AIM OF THE EXERCISE:
Rewrite the lines from the one containing "Exercise. Indicate the black eye" through the one containing "x=351, y=226", inclusive, changing "black eye" to "dark eye" and leaving everything else untouched.

WORKING DATA:
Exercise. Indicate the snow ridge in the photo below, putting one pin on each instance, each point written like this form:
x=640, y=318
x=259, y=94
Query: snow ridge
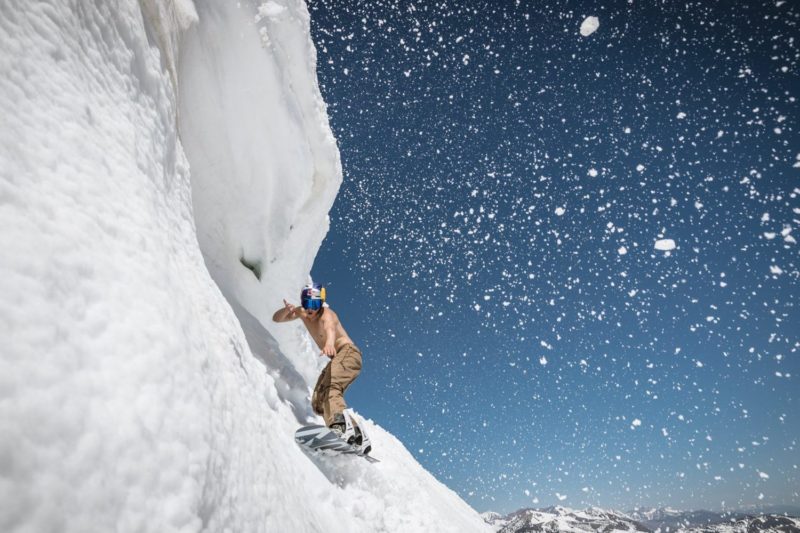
x=166, y=169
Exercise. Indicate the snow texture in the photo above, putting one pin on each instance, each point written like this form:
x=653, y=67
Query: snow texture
x=149, y=152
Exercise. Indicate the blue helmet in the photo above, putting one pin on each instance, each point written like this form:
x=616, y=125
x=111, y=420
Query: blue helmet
x=313, y=296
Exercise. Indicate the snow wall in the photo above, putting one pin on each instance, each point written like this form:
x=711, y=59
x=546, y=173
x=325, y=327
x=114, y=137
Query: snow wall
x=166, y=168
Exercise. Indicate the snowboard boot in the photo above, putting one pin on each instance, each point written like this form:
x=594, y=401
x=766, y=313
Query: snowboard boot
x=339, y=424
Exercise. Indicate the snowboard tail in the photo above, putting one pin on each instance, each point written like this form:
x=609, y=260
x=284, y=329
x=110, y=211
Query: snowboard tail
x=324, y=439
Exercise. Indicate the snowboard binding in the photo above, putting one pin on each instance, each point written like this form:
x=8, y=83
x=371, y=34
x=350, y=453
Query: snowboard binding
x=354, y=434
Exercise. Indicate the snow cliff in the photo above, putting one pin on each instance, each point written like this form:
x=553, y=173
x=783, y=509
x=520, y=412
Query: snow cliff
x=166, y=168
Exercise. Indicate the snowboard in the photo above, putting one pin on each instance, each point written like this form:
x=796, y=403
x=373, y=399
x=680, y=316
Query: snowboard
x=323, y=439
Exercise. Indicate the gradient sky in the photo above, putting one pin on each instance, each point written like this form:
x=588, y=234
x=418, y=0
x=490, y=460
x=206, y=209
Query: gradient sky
x=492, y=248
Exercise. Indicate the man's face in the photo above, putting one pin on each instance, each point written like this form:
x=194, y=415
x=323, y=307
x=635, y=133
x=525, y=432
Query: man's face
x=311, y=313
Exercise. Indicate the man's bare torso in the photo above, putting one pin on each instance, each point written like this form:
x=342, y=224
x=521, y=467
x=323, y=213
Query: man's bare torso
x=316, y=327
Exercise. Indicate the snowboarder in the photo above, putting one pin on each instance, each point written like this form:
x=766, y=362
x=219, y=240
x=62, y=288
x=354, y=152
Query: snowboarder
x=345, y=365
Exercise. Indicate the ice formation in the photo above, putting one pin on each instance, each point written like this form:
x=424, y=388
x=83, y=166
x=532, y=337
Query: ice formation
x=166, y=169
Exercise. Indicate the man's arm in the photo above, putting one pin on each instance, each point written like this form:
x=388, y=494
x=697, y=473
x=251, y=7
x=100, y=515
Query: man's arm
x=285, y=314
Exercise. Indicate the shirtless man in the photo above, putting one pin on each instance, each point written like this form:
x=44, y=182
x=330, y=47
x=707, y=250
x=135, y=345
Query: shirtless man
x=327, y=331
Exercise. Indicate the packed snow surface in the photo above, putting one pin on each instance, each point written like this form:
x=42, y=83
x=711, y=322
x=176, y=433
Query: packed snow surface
x=166, y=169
x=589, y=26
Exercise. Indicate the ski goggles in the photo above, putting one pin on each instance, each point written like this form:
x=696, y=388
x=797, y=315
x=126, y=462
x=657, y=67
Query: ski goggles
x=311, y=304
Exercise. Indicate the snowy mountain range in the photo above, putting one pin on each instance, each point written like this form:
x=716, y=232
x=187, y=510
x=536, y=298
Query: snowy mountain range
x=565, y=520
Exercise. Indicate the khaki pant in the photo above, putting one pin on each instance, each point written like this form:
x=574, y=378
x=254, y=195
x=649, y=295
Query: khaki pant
x=328, y=397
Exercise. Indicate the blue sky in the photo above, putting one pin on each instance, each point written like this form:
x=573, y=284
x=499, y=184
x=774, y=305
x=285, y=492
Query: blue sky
x=492, y=248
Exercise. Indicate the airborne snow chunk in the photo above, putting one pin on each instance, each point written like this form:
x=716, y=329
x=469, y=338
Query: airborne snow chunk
x=589, y=26
x=665, y=245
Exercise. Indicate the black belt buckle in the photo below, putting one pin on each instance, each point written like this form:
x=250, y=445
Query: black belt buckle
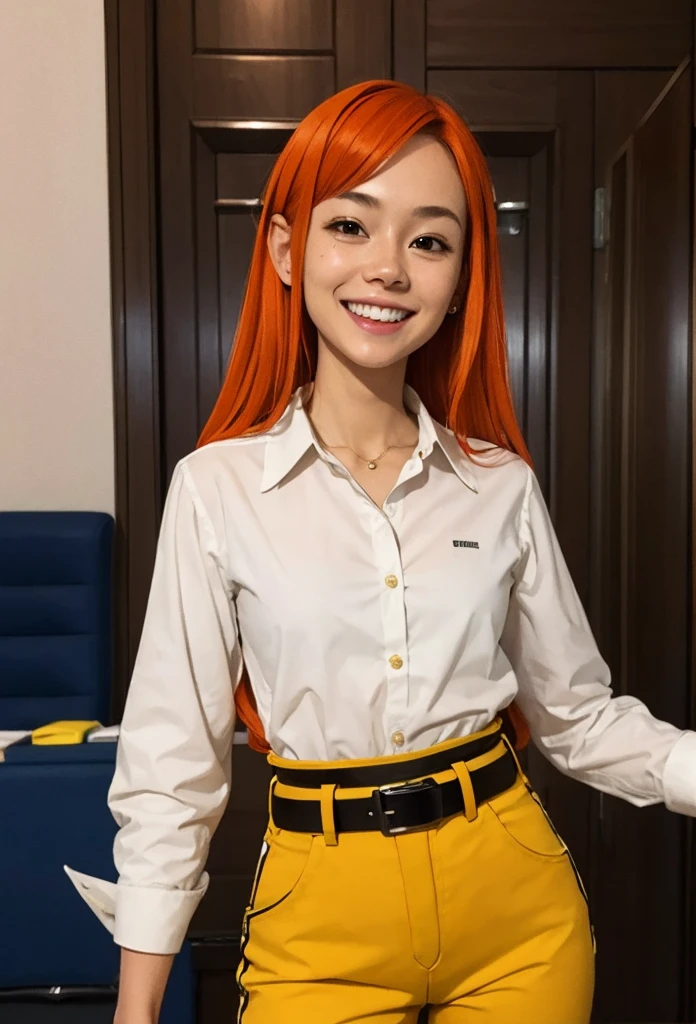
x=423, y=799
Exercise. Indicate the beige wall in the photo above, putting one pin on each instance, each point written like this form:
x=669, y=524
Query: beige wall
x=56, y=431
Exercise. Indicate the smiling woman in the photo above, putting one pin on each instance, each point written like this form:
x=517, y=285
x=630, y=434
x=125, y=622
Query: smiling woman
x=375, y=619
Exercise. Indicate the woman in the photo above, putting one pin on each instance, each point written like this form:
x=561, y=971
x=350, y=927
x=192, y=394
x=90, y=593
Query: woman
x=359, y=529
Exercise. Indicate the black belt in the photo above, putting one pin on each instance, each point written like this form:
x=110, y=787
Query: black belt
x=394, y=808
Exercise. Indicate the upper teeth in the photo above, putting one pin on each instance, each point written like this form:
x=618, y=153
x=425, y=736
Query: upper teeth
x=377, y=312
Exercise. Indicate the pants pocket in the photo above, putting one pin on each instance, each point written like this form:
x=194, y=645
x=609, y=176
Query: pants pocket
x=578, y=878
x=524, y=820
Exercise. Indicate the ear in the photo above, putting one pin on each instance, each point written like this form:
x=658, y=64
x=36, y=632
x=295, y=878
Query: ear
x=278, y=246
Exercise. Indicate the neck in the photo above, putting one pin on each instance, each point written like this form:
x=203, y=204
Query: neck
x=360, y=409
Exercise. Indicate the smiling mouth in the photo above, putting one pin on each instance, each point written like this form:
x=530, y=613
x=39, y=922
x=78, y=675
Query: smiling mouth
x=379, y=314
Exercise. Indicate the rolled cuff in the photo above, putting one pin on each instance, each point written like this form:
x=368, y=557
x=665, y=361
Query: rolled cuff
x=679, y=777
x=148, y=920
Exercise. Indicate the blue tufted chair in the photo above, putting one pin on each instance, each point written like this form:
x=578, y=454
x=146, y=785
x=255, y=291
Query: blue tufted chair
x=55, y=657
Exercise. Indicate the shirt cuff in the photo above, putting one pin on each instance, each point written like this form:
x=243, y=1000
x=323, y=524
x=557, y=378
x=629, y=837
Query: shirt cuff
x=148, y=920
x=679, y=776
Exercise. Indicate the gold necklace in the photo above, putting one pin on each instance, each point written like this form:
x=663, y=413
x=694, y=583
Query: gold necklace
x=372, y=463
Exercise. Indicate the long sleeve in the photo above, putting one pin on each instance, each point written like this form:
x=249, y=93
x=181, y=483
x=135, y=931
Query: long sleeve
x=173, y=768
x=611, y=742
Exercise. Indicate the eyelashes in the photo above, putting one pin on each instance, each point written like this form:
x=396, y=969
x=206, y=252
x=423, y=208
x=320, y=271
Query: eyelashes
x=342, y=221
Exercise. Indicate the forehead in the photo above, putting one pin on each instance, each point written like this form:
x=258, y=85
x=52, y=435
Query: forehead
x=422, y=171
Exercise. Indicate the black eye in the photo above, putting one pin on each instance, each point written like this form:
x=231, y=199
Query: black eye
x=429, y=244
x=351, y=226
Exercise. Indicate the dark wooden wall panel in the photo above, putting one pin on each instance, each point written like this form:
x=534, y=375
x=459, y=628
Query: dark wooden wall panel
x=227, y=87
x=621, y=98
x=499, y=98
x=548, y=34
x=362, y=41
x=273, y=25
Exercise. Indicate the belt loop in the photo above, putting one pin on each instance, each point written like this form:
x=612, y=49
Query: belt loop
x=271, y=787
x=328, y=820
x=470, y=808
x=515, y=757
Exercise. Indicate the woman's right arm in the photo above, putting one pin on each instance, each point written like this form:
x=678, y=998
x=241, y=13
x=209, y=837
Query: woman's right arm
x=173, y=766
x=141, y=987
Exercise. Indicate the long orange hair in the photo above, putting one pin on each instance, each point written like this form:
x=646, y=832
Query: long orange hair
x=461, y=374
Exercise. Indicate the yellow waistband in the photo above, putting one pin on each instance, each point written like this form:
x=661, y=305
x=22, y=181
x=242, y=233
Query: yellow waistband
x=355, y=793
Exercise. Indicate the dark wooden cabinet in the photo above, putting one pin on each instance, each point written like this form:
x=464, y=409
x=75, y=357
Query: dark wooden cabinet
x=564, y=99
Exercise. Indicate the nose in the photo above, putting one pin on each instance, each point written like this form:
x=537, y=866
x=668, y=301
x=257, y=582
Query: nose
x=385, y=264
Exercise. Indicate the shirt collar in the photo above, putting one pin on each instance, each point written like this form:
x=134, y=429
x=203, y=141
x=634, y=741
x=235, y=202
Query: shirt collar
x=292, y=436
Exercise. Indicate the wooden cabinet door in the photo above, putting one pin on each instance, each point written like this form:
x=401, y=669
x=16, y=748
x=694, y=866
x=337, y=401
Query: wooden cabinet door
x=641, y=453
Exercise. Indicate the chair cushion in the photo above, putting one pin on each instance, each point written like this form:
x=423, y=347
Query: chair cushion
x=55, y=599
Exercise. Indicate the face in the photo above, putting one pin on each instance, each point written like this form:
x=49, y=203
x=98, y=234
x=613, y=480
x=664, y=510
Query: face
x=383, y=261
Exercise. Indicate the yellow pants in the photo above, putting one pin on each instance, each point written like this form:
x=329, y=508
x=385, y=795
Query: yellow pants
x=484, y=920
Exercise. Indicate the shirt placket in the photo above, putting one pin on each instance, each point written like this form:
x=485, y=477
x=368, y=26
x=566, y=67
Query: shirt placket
x=390, y=569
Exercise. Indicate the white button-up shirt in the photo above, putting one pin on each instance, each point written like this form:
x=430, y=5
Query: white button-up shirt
x=365, y=631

SOLUTION BELOW:
Exercise. Indicate the dark eye in the photo above, putting one pin on each instance, each point written like this form:
x=231, y=199
Query: dark eye
x=429, y=244
x=351, y=226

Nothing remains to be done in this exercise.